PROBLEM:
In the records below, locate every line that contains the word "wheel" and copy each of those lines.

[SUPPLIED RECORDS start]

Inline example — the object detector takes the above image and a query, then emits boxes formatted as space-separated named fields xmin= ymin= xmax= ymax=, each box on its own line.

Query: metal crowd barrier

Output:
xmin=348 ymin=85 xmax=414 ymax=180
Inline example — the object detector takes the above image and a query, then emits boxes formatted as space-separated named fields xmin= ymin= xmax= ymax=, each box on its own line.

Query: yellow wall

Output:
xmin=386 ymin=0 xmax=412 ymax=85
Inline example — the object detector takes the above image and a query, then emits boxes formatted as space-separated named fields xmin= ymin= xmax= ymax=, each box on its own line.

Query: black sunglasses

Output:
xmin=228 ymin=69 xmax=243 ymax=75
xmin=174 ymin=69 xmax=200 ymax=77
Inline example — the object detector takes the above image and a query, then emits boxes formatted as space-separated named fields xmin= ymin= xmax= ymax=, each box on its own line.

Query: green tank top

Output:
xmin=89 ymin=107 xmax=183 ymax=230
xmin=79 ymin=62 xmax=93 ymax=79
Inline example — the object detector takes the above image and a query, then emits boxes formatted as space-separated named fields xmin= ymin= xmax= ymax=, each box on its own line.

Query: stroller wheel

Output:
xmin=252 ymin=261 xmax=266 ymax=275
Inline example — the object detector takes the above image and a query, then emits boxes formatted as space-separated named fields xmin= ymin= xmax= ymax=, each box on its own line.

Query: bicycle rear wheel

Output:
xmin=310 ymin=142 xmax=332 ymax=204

[SUPPLIED RECORDS end]
[SUPPLIED RECORDS start]

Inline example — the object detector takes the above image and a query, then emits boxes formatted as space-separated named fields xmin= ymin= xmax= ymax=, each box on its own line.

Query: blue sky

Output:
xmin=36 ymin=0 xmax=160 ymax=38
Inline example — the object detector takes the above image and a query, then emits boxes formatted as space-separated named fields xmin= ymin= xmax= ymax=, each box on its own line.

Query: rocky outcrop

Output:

[SUPPLIED RECORDS end]
[SUPPLIED RECORDS start]

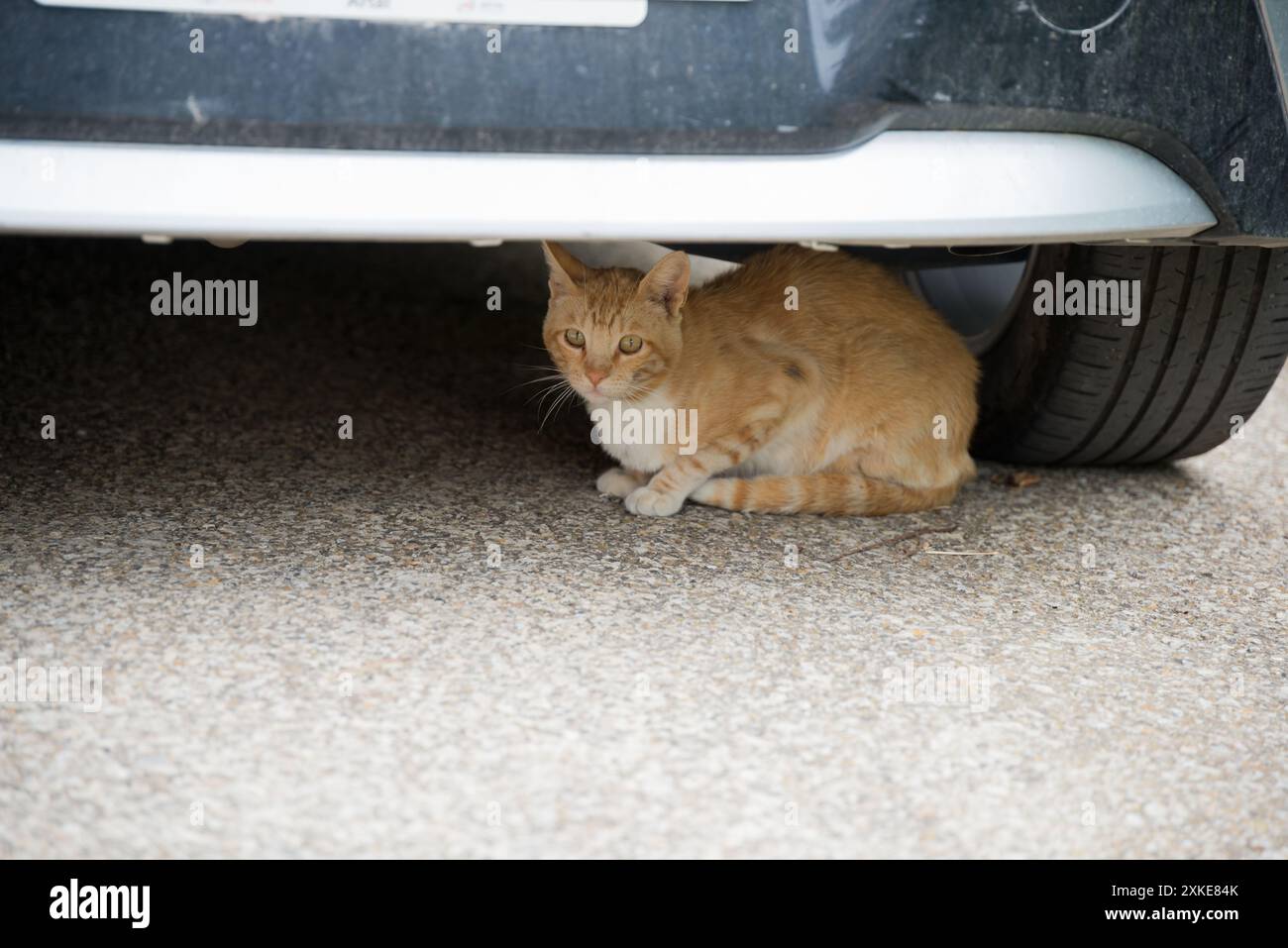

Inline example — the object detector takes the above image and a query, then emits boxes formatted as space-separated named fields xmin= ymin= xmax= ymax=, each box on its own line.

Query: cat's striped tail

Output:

[SUPPLIED RECORDS end]

WRITTEN ANSWER:
Query: stroller wheel
Query: bicycle rear wheel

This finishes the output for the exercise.